### Aim of the task
The records that follow are to be transcribed in full, leaving out each picture.

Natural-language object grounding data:
== == ==

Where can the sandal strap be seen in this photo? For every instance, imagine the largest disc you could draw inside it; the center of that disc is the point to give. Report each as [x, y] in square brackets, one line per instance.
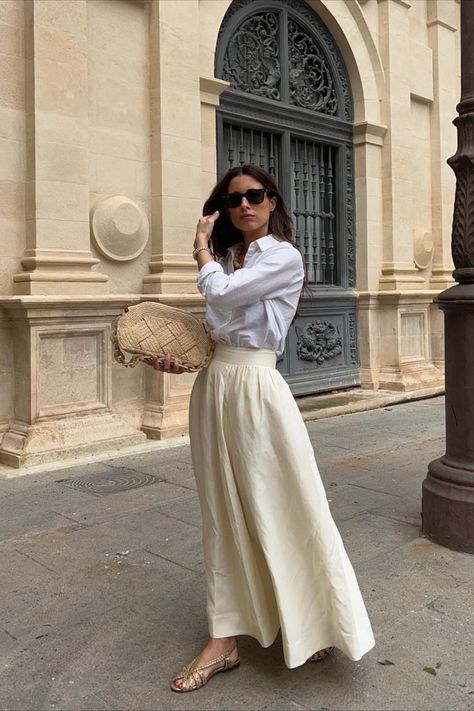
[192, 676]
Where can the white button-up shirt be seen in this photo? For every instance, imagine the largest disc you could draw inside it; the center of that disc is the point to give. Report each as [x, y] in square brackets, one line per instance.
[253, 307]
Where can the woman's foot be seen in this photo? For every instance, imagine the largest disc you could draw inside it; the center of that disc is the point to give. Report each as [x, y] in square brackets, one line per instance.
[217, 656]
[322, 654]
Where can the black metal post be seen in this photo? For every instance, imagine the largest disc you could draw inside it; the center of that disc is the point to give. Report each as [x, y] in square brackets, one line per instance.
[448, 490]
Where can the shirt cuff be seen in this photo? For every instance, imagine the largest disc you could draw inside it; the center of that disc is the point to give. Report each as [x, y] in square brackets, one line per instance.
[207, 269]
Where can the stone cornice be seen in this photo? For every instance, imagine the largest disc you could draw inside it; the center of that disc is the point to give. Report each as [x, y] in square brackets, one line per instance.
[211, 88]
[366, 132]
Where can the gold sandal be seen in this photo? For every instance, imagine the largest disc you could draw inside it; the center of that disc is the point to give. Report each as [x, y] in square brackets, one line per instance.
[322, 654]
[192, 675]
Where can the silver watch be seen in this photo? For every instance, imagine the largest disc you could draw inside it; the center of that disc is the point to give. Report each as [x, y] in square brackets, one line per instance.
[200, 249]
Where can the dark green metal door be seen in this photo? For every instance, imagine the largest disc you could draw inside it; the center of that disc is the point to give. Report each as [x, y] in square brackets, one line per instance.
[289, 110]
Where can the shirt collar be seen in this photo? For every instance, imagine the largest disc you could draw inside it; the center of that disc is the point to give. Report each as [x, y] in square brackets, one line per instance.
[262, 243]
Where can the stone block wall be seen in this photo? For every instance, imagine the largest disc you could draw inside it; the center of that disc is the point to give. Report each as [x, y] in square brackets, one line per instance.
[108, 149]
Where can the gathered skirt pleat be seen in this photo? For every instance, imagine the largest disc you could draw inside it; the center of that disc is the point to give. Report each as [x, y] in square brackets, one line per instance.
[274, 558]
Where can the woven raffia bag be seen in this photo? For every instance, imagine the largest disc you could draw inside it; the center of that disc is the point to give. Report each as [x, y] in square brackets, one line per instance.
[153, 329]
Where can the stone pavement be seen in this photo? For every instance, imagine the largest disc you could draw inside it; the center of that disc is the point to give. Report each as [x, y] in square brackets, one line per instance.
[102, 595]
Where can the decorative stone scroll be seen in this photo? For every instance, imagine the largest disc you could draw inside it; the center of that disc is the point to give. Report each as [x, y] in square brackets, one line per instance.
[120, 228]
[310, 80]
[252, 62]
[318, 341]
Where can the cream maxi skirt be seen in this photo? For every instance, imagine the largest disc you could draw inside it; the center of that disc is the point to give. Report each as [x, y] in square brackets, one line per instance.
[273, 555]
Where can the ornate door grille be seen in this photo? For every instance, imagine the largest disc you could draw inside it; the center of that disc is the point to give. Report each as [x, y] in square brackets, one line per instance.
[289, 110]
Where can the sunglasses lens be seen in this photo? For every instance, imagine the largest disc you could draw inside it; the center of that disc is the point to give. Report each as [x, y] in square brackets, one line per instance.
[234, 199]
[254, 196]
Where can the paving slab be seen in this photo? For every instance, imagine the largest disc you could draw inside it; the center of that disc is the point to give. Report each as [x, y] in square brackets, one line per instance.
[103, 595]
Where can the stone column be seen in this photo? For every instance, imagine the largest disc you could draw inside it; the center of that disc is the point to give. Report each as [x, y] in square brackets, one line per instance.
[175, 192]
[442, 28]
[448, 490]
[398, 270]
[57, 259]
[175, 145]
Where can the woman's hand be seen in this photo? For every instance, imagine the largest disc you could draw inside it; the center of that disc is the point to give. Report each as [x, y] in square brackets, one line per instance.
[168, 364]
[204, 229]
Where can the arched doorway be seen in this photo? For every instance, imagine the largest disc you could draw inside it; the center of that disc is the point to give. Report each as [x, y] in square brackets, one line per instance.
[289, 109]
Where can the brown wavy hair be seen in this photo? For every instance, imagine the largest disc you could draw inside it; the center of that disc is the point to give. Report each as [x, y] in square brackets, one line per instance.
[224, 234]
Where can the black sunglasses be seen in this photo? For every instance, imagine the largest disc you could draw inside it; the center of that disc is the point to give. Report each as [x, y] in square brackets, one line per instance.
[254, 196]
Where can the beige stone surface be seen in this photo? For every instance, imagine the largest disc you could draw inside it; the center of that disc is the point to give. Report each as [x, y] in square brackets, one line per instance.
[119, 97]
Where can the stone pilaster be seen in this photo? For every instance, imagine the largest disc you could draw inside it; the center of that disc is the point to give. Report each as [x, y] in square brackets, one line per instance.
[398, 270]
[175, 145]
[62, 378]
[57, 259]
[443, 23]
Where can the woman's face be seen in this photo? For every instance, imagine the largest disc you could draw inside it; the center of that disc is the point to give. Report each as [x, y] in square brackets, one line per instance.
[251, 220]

== == ==

### Written solution
Where can the sandal strap be seen in this photo? For every instance, imagine the largest disc you could draw inside it; the center of that disc is the point to give. Report each as [x, y] in square brackets, one line per instance.
[192, 676]
Where can the white button-up shirt be seen in this photo? For every instance, imagine the largest disc you could draw inside it; the center of that disc is the point to give. Report each as [x, y] in square brackets, one line per instance.
[253, 307]
Where can the woman's foot be seen in this photo? For every instance, imagine the largest disc you could draw inside it; the center of that disc is the point to give. Report each as [x, y] in square brackets, one line per instance.
[217, 656]
[322, 654]
Where can the black metal post be seen in this photo? For every instance, imagine the largest disc you could draw inside it; the center of that disc is the point to give. Report each as [x, y] in square brackets, one line per instance.
[448, 490]
Where can the shirt cuff be seen in this photo? For every instance, imagine the largest disc you could draw inside it; the center of that disc is the point to give. Report each as [x, y] in square brackets, one line per instance.
[207, 269]
Where can the stone cornice be seen in this photo? For every instance, imagine the largest disc you could draw inside it; the center of that disc is the point to give. Report each as [x, y] in square brackets, one line per instance.
[211, 88]
[366, 132]
Where can the gold sandal be seen in this photo? For every instance, imagine the largest disc you could draw inside it; the center of that disc is the point to give. Report each as [x, y] in square brackets, one line per instance.
[322, 654]
[192, 675]
Where can the silver watch be seen in this photo? For every instance, imagine the largest disc you could draw inside it; the center of that disc is the point to give. Report each as [x, y] in square brackets, one line per instance.
[200, 249]
Where can the dark green metal door be seen in this photo? For every instance, imagine the largest disc you could draw inside it; the center of that disc is the point to give. Report each as [x, y] in square brackets, one line per instance.
[289, 110]
Where can the shirt collar be seen in this photo? For every instance, imagine the largest disc you could draw inside it; the center of that disc is the point to give. Report each as [x, y] in square brackets, one line per instance.
[262, 243]
Where can the stone block wall be seen in this photo? For every instance, imagine the largest disc you could draw inside it; the center of that disc is the point to give. Report each as [x, y] in square brackets, one line per instance.
[108, 149]
Where can the gathered skirt pleat be seen in this photo? For every instance, imagine the largest disc you could draw inside it; the center of that disc is the point to give. Report each as [x, y] in square brackets, one line per instance.
[274, 558]
Where can the woven raffia bag be seen in this photo? For every instance, imagine the largest disc you could draw inside it; the center of that disc is the point to give. Report each as [x, y] in square brackets, one line per instance.
[153, 329]
Where can the stone pavement be seen in this photo? For every instance, imagine the largest disc you could draw inside it; the center of that disc is the point to give. Report each as [x, y] in square brackets, one line per instance.
[102, 595]
Where can the decorative stone scroll be seen in this photo? For every instance, imagine the largest disc you could draw inside it; the center of that disc is the point to give. Report each as [x, y] in square brackets, one line per instance.
[120, 228]
[310, 80]
[252, 62]
[318, 341]
Where can the cream maxi skirt be seen in this photo? For every instance, imagine the largest disc you could draw inside it; the center of that disc is the point to give. Report each as [x, y] in square brackets, one line per instance.
[273, 555]
Where can the ornate door grille be seen in this photo? For every instance, imagine the largest disc you could draw inside it; the center of that disc is the point to give. Report each as [x, y] in square brackets, one line per instance.
[289, 110]
Where can the sunglasses lens be seen in this photo? For every instance, imagine the largest disc you could draw inside it; the center of that disc is the point to give. Report each as [x, y] in square brackets, one line per instance.
[234, 199]
[254, 196]
Where can the paving slab be seen in this photo? For every instance, imagine the largest disc you could draw inside it; the center of that disc is the point to give. Report each as [x, y] in square brackets, one line per instance.
[103, 595]
Where can the stone column be seen in this photo? For every instance, imagine the largest disc you could draw inside it; the center of that disc is the point to give. Report each as [x, y] in square brackets, one line per instance.
[175, 192]
[442, 28]
[448, 490]
[398, 270]
[57, 259]
[175, 145]
Where can the woman's hand be seen in this photo? For every instance, imagine the largest disc you could draw inside it; the center of that disc is the point to give. Report each as [x, y] in square brackets, one line per instance.
[168, 364]
[204, 229]
Where can the arched doorway be seen in this photo? For every instance, imagine the largest disc you could draw inside it; the center of that disc is the point to give. Report each as [x, y] in square brackets, one line per instance.
[289, 109]
Where can the brown wavy hair be seen in this photo? For every instance, imagine the largest disc you could draw inside it; the center of that disc is the point to give. Report each as [x, y] in square brackets, one line per instance.
[224, 234]
Where can the black sunglasses be seen in this photo? For every instance, imagine the largest disc you could draw inside it; the center of that disc is the point to give. Report each as [x, y] in square brackets, one line per instance.
[254, 196]
Where can the beige stone surface be seen in this photo? For every instance, imagine the largest disc you could draw inside it; the center of that disc is the point to give. Report each as [x, y] in square brackets, one line per instance.
[119, 97]
Where can the stone pilaster be seen in this photo? For every instance, imagine the largest disc you could draw inside it; the center of that disc is the point to give. Report each as [x, y] in square brackets, one line per instance.
[398, 270]
[175, 145]
[62, 378]
[57, 259]
[443, 23]
Where can the woman's face be seen in this photo? For every instance, imagine the largest disc you could draw inside it; the center of that disc is the point to give. Report each as [x, y] in square brackets, one line per instance.
[251, 220]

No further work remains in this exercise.